**GOAL:**
The listing below should be written out exactly; please include all of it.

++++ SOURCE DATA ++++

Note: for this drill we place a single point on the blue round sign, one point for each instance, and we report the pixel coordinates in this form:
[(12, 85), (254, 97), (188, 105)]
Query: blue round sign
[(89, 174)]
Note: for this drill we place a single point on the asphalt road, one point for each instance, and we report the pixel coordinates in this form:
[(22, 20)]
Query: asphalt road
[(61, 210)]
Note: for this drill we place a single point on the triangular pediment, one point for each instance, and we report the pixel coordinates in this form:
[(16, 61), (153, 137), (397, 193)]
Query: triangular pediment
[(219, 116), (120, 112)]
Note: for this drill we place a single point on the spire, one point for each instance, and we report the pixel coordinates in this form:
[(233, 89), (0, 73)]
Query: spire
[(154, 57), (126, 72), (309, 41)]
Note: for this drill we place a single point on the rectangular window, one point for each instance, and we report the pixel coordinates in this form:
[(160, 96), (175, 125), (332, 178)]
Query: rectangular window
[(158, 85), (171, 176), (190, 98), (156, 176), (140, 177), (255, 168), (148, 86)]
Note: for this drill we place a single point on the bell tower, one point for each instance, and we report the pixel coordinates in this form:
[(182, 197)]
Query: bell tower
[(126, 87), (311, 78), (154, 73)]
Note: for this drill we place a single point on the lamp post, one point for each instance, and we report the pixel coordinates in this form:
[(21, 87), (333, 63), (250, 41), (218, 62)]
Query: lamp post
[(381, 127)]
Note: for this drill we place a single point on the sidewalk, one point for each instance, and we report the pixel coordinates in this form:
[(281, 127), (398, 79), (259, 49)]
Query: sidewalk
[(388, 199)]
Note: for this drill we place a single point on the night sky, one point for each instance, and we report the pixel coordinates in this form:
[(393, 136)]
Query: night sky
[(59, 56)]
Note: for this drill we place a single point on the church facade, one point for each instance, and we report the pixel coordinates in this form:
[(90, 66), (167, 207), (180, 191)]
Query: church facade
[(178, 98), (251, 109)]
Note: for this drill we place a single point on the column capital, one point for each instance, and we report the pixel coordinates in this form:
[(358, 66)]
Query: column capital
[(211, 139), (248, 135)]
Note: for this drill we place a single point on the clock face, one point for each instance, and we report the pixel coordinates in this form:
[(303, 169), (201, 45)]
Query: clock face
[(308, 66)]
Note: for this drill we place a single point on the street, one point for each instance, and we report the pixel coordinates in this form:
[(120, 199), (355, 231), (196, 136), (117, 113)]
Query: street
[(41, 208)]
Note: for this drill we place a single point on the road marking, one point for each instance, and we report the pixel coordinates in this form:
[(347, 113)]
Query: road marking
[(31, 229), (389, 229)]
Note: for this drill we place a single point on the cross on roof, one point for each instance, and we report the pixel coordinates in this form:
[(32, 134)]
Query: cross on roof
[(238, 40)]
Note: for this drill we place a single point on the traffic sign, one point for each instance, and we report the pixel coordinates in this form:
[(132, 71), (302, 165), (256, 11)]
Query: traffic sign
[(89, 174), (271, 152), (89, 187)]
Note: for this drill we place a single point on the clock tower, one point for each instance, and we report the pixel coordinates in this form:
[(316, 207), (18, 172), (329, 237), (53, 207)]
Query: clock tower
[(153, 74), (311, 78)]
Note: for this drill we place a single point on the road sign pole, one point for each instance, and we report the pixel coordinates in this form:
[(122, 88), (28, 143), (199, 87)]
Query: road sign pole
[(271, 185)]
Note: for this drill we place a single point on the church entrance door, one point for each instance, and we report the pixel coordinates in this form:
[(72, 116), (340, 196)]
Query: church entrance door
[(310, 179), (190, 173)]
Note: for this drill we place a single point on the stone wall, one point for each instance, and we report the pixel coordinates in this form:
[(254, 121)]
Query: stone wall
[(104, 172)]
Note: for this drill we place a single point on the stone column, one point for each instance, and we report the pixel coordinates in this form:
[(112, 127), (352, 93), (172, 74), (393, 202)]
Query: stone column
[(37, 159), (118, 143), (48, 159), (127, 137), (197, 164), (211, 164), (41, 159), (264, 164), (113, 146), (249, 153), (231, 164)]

++++

**EXERCISE SOLUTION:**
Note: for this drill we place a single point on the blue round sign, one point for each instance, and we report the pixel coordinates in this form:
[(12, 85), (254, 97), (188, 105)]
Query: blue round sign
[(89, 174)]
Note: for this drill we place a single point on the asphalt road, one point for each instance, and we report the pixel coordinates in this form:
[(22, 20)]
Query: asphalt road
[(61, 210)]
Note: for this drill we place a single point on the triangular pediment, one point for each instance, and we report the pixel coordinates in this form:
[(16, 61), (153, 137), (397, 193)]
Query: triangular pediment
[(219, 116), (120, 112)]
Note: for this drill we place a single point on the spire, one point for each instance, and we report the pixel coordinates in this form:
[(233, 89), (0, 73)]
Query: spire
[(154, 57), (126, 72), (309, 41)]
Note: for this drill we place a single point on the rectangular window, one point for each instance, and we report the pixel coordinates in this form:
[(160, 96), (175, 125), (332, 178)]
Query: rectangular window
[(158, 85), (171, 176), (190, 98), (156, 176), (140, 177), (255, 168), (148, 86)]
Note: for this drill we place a single point on the bell tower, one point for each instance, and we report the pixel coordinates in this form:
[(182, 197)]
Query: bell tower
[(126, 87), (311, 78), (154, 73)]
Note: for this drill we place a single point on the lamp post, one point for each instance, and we report the pixel coordinates in this form:
[(21, 87), (333, 63), (250, 41), (218, 62)]
Query: lamp post
[(381, 127)]
Note: for this drill we place a single point on the sidewalk, one point for each instance, and we report the pixel coordinates in this form:
[(281, 127), (398, 79), (259, 49)]
Query: sidewalk
[(388, 199)]
Note: for this drill we place a single point on the night sky, one point for each instance, and we report the pixel coordinates in this form:
[(393, 136)]
Query: night sky
[(59, 56)]
Note: for this drill we place a single point on the church facade, one point for each instance, and we report the pixel coordinates in this form:
[(90, 66), (167, 207), (180, 191)]
Query: church facade
[(178, 98), (251, 109)]
Note: for this drill we place a single point on the column capital, one point for each instance, and we report the pixel coordinates in this form:
[(358, 66)]
Query: column capital
[(211, 139), (248, 135)]
Note: for this drill we place a single point on the clock face, one point for each instance, and we report the pixel coordinates in this form:
[(303, 169), (201, 45)]
Query: clock face
[(308, 66)]
Note: for this drill we place a single point on the street, one point for each instance, and we report the pixel coordinates in this form:
[(120, 199), (355, 231), (196, 136), (117, 113)]
Query: street
[(41, 208)]
Note: for this drill we place a single point on the road marking, one point for each instance, and we report the pixel coordinates in this form:
[(347, 113)]
Query: road marking
[(31, 229), (389, 229)]
Note: for this drill we place a single point on the cross on roof, one point for each instance, and we report the pixel coordinates in this form:
[(32, 134)]
Query: cross on roof
[(238, 40)]
Note: for this drill we place a single point on the traffic sign, one point for each instance, and we report the pixel coordinates in this form:
[(132, 71), (302, 165), (256, 11)]
Query: traffic sign
[(89, 174), (271, 152), (89, 187)]
Note: for this drill we place a single point on the clock tower, one point for each instance, and we report the pixel coordinates in this form:
[(316, 207), (18, 172), (329, 237), (53, 207)]
Query: clock tower
[(153, 74), (311, 78)]
Note: for this drill we place a single point on the road sign pole, one point for each instance, and we report the pixel coordinates in this form:
[(122, 88), (28, 143), (199, 87)]
Query: road sign pole
[(271, 185)]
Note: for this drill we place a single point on the church entrance door, one point for each instance, and we report the pixel coordinates in this form:
[(72, 116), (340, 196)]
Query: church entrance door
[(310, 179), (190, 173)]
Note: for this drill we place a single point on the stone wall, one point for each instance, and we report the pixel coordinates in this form:
[(254, 121)]
Query: stone wall
[(104, 172)]
Note: for this drill we place a single point on the stone column, one point for each instance, and we report the pixel coordinates in this form:
[(112, 127), (352, 93), (172, 74), (393, 202)]
Query: stone column
[(37, 159), (118, 143), (48, 159), (127, 137), (197, 164), (211, 164), (41, 159), (264, 164), (113, 146), (249, 153), (231, 164)]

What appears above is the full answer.